** START OF Stored rows **
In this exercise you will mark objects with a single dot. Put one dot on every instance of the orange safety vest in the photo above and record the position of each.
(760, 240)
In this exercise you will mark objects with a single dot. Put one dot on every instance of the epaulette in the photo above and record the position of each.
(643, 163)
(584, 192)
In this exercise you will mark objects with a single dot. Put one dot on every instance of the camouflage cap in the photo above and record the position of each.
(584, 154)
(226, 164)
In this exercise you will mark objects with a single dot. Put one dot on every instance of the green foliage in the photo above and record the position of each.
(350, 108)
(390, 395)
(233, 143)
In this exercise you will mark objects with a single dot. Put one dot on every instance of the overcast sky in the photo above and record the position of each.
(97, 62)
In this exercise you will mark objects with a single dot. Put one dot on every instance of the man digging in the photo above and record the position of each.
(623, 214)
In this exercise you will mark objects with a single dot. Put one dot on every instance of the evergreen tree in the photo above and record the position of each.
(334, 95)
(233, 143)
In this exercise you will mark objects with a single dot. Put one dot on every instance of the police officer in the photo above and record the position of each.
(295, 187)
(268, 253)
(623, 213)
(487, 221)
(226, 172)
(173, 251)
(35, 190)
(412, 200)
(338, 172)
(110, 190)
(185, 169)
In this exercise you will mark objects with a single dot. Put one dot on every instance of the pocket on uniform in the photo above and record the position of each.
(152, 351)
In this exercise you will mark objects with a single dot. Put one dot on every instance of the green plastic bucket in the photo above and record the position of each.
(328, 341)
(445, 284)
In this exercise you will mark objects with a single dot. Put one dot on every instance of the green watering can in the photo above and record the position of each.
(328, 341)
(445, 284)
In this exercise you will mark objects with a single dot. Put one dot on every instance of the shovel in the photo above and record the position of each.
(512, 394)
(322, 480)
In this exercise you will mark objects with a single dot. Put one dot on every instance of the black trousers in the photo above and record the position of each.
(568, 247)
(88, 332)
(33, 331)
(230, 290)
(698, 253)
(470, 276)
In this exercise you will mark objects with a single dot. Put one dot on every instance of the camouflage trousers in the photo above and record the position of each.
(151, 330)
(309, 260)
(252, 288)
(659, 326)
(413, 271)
** END OF Stored rows **
** START OF Stored rows **
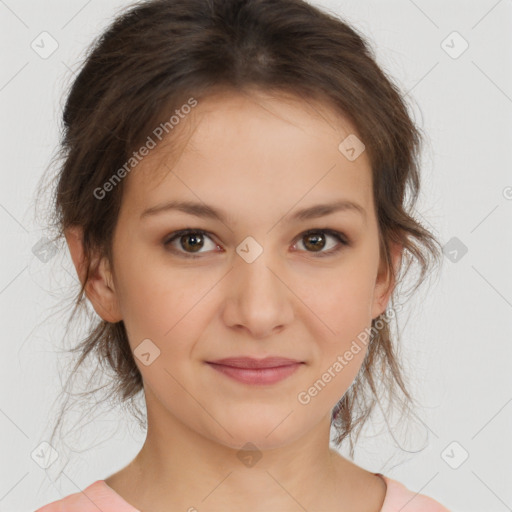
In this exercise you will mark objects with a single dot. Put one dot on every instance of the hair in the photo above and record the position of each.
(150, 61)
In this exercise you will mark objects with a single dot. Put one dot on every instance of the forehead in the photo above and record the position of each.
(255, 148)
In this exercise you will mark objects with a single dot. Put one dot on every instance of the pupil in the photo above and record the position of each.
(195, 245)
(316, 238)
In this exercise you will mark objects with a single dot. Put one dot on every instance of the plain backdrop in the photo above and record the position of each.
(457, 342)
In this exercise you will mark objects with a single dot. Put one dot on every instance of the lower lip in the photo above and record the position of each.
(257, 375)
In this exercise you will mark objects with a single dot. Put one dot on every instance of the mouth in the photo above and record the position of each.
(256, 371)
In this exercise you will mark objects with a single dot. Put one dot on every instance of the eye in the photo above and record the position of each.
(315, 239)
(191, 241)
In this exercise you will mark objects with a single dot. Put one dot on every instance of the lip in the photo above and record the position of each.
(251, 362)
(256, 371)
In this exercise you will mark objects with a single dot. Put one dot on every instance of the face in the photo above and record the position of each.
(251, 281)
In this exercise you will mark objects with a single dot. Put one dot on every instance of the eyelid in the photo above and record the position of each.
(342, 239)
** END OF Stored rows **
# Task objective
State how many lines of the items above contain the word "vest". Give only the number.

# Solution to the exercise
1